- [Task prompt]: Extract the full set of records that follows, word for word.

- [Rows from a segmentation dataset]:
** start **

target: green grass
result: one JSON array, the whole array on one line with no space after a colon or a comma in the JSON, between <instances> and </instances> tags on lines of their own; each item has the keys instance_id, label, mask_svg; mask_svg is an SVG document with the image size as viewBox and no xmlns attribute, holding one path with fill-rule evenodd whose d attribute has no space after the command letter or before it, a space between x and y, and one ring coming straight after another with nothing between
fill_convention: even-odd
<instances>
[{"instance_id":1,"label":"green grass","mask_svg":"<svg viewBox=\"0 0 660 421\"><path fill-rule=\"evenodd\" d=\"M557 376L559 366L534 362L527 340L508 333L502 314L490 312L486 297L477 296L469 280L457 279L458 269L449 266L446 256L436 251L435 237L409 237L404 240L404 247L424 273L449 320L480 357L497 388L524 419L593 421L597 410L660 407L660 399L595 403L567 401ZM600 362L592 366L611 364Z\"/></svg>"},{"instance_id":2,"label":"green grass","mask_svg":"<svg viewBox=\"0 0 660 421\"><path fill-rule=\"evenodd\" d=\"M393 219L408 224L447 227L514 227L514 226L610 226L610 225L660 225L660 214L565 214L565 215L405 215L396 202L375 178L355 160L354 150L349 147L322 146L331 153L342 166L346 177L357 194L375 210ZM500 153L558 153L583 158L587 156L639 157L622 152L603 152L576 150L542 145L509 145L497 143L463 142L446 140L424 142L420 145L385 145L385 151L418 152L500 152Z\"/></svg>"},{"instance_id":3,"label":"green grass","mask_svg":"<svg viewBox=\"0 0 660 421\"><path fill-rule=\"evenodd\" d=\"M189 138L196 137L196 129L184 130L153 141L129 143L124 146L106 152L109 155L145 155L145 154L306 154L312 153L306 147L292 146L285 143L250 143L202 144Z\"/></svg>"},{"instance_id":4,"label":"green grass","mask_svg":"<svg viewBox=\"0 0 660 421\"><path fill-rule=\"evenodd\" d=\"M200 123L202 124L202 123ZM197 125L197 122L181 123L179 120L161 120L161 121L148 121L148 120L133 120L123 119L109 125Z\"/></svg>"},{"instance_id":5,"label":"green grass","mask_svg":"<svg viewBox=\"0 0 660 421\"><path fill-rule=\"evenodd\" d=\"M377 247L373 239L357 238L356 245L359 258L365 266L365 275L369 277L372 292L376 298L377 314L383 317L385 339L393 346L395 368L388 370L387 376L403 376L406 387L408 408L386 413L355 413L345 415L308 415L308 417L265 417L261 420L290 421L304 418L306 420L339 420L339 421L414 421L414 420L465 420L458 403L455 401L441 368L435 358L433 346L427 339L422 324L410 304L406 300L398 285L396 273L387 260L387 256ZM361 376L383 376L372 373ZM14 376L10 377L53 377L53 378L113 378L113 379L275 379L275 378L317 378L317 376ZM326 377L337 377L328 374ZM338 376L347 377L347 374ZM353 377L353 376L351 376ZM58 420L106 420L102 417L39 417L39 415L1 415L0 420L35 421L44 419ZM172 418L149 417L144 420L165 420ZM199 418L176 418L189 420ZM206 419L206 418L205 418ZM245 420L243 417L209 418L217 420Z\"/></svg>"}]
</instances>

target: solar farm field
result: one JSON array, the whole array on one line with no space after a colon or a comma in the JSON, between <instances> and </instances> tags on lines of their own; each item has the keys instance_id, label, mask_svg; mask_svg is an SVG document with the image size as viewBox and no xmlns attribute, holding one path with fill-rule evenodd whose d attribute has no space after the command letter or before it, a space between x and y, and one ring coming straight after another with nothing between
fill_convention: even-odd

** end **

- [Result]:
target: green grass
result: one JSON array, the whole array on one line with no space after a colon or a comma in the JSON, between <instances> and </instances> tags on lines of their own; each item has the keys instance_id, label, mask_svg; mask_svg is an SVG document with the image size as viewBox and no xmlns attribute, holding one path with fill-rule evenodd whose d attribute has no space after the command letter or before it, a space between x and y, and one ring coming straight after another with nothing between
fill_convention: even-odd
<instances>
[{"instance_id":1,"label":"green grass","mask_svg":"<svg viewBox=\"0 0 660 421\"><path fill-rule=\"evenodd\" d=\"M557 376L559 366L534 362L527 340L508 333L502 314L490 312L486 297L477 296L469 280L457 279L458 269L449 266L446 256L436 251L435 237L409 237L404 240L404 247L424 273L449 320L480 357L497 388L524 419L593 421L597 410L660 407L660 399L595 403L567 401ZM600 362L592 366L611 364Z\"/></svg>"},{"instance_id":2,"label":"green grass","mask_svg":"<svg viewBox=\"0 0 660 421\"><path fill-rule=\"evenodd\" d=\"M393 219L408 224L447 227L514 227L514 226L610 226L610 225L660 225L660 214L565 214L565 215L405 215L396 202L375 178L355 160L354 150L349 147L322 146L331 153L342 166L346 177L357 194L375 210ZM500 153L558 153L583 158L587 156L639 157L622 152L603 152L576 150L542 145L509 145L497 143L463 142L446 140L424 142L420 145L385 145L385 151L418 152L500 152Z\"/></svg>"},{"instance_id":3,"label":"green grass","mask_svg":"<svg viewBox=\"0 0 660 421\"><path fill-rule=\"evenodd\" d=\"M189 138L196 137L196 129L184 130L153 141L129 143L124 146L106 152L109 155L145 155L145 154L306 154L312 153L306 147L292 146L285 143L250 143L202 144Z\"/></svg>"},{"instance_id":4,"label":"green grass","mask_svg":"<svg viewBox=\"0 0 660 421\"><path fill-rule=\"evenodd\" d=\"M200 123L202 124L202 123ZM197 125L197 122L181 123L179 120L161 120L161 121L148 121L148 120L133 120L123 119L109 125Z\"/></svg>"},{"instance_id":5,"label":"green grass","mask_svg":"<svg viewBox=\"0 0 660 421\"><path fill-rule=\"evenodd\" d=\"M377 247L373 239L357 238L356 245L359 258L365 266L365 275L369 277L372 292L376 298L377 314L383 317L385 339L393 346L395 368L388 370L387 376L403 376L406 387L408 408L386 413L355 413L345 415L308 415L308 417L265 417L261 420L290 421L304 418L306 420L339 420L339 421L414 421L414 420L465 420L458 403L455 401L441 368L435 358L433 346L427 339L422 324L410 304L406 300L398 285L396 273L387 260L387 256ZM361 376L383 376L372 373ZM14 376L10 377L53 377L53 378L113 378L113 379L275 379L275 378L317 378L317 376ZM326 377L337 377L328 374ZM338 376L347 377L347 374ZM353 377L353 376L351 376ZM58 420L106 420L102 417L39 417L39 415L1 415L0 420L35 421L44 419ZM172 418L149 417L144 420L165 420ZM199 418L176 418L189 420ZM206 419L206 418L205 418ZM245 420L243 417L209 418L217 420Z\"/></svg>"}]
</instances>

target: solar farm field
result: one JSON array, the whole array on one line with no space after a colon or a comma in the JSON, between <instances> and </instances> tags on lines of their own; each item has the keys instance_id, label, mask_svg; mask_svg is an SVG document with the image size as viewBox and no xmlns attribute, holding one path with fill-rule evenodd whose d attribute has no space after the command letter or before it, a space between x and y, and one ring coming straight after another with nothing between
fill_convention: even-odd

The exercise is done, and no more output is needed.